→ Excerpted data
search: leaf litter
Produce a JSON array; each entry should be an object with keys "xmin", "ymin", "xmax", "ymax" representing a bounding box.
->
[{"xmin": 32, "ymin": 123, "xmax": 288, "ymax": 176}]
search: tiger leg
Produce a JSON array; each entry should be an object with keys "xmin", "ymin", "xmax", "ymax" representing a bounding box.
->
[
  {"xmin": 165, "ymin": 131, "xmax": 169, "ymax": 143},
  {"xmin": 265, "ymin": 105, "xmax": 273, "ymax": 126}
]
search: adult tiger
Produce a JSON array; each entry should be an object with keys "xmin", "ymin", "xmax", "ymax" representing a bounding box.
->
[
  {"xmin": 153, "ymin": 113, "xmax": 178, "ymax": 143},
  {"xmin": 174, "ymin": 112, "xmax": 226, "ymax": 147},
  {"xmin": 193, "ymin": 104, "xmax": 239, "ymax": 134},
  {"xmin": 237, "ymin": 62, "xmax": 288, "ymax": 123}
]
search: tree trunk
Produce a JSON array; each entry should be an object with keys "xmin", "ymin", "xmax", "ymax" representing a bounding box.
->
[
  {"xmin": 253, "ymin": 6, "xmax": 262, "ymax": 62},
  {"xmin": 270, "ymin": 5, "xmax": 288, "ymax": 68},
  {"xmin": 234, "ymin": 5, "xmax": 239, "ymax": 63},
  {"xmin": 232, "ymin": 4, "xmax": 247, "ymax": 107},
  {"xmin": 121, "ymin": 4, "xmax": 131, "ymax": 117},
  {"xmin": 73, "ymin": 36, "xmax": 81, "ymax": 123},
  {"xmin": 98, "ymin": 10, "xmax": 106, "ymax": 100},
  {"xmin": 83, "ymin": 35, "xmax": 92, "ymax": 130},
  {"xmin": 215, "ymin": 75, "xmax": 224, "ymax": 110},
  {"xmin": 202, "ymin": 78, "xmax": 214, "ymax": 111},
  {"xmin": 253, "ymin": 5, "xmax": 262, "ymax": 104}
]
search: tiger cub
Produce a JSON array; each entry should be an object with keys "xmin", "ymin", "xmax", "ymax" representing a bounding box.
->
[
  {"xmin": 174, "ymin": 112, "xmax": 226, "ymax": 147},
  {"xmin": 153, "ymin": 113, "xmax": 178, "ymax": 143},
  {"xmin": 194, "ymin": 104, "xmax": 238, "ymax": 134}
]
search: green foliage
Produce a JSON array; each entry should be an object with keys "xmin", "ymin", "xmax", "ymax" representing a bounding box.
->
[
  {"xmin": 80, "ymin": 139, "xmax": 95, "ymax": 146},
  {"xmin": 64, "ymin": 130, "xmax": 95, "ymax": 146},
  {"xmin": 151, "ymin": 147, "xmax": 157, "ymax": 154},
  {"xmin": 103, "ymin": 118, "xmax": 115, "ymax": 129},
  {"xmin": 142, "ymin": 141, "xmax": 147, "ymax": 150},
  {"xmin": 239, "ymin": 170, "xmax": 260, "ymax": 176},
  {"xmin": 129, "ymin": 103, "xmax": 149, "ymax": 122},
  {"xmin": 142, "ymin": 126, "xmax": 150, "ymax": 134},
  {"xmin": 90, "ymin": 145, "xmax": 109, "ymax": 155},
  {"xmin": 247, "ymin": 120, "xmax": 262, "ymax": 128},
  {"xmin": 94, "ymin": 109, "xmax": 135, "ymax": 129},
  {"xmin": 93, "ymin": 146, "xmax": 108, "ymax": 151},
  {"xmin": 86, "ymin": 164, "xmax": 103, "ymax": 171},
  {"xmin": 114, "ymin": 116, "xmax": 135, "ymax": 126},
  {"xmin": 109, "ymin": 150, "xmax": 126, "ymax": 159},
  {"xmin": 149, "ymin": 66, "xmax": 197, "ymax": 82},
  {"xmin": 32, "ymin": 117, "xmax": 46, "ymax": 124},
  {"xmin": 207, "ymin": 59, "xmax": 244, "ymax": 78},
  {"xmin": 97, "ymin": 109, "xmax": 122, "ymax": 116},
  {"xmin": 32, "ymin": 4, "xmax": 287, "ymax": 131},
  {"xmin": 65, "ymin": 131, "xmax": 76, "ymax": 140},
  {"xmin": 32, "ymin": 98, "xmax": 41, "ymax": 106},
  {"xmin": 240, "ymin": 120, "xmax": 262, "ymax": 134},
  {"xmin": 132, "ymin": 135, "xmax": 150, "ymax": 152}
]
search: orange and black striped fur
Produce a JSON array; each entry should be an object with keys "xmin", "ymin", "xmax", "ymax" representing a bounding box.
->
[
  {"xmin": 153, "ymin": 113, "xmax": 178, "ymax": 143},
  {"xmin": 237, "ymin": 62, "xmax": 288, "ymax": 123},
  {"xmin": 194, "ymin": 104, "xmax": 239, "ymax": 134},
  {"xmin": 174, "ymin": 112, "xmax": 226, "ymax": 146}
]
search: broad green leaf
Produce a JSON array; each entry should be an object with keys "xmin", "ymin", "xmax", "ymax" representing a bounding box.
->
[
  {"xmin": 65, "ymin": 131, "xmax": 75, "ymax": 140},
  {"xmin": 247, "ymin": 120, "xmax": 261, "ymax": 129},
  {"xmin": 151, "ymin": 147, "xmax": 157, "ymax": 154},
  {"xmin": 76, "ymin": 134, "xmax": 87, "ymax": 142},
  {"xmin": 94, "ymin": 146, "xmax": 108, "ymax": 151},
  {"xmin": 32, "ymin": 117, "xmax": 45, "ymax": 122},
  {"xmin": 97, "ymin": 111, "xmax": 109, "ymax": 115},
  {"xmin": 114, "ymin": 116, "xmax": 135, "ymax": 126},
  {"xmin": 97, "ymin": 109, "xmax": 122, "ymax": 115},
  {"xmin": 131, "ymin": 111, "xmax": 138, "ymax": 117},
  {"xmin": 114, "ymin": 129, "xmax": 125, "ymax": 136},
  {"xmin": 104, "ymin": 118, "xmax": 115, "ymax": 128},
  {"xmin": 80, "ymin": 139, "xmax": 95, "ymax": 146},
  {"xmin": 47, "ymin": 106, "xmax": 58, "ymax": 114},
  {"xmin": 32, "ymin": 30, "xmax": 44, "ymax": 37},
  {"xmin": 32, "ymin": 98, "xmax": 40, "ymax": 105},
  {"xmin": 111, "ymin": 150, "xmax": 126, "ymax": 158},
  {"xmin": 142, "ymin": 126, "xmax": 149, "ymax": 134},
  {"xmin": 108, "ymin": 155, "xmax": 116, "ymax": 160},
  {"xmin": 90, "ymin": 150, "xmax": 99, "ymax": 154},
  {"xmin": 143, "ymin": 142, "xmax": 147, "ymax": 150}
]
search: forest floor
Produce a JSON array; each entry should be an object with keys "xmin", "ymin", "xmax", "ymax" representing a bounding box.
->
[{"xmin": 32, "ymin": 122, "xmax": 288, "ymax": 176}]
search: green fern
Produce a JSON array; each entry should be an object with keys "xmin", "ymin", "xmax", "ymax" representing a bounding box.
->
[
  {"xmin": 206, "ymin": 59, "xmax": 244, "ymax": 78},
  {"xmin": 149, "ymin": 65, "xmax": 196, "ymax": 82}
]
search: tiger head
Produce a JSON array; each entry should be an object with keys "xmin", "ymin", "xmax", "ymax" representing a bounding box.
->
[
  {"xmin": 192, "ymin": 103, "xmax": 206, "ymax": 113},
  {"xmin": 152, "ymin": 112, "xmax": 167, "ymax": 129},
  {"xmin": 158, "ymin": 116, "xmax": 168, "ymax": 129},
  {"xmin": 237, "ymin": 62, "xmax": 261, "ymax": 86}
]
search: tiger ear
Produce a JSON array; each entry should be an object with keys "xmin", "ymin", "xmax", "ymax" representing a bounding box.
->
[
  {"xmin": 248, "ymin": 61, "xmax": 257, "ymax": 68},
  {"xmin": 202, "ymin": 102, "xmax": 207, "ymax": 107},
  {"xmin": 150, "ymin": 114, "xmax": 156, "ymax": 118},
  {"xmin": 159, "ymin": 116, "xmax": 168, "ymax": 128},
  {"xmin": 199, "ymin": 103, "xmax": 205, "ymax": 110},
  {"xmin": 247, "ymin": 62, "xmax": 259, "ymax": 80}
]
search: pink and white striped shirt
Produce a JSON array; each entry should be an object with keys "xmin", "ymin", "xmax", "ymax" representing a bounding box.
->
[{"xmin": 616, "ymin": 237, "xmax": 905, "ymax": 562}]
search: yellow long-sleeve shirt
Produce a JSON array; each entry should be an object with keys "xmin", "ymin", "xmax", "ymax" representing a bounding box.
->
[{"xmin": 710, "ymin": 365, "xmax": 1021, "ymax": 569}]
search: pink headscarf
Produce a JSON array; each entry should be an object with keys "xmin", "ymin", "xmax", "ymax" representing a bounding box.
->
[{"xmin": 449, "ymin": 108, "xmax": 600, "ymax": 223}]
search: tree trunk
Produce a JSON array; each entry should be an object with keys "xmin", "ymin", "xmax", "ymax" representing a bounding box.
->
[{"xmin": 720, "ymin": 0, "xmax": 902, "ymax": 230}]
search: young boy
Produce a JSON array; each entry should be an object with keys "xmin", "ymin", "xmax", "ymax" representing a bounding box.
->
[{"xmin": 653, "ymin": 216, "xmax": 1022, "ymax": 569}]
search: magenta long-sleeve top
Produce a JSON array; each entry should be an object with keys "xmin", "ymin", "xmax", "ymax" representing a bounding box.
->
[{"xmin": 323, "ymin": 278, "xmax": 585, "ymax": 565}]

→ About this task
Show each line of the material holding "leaf".

→ Written answer
search: leaf litter
search: broad green leaf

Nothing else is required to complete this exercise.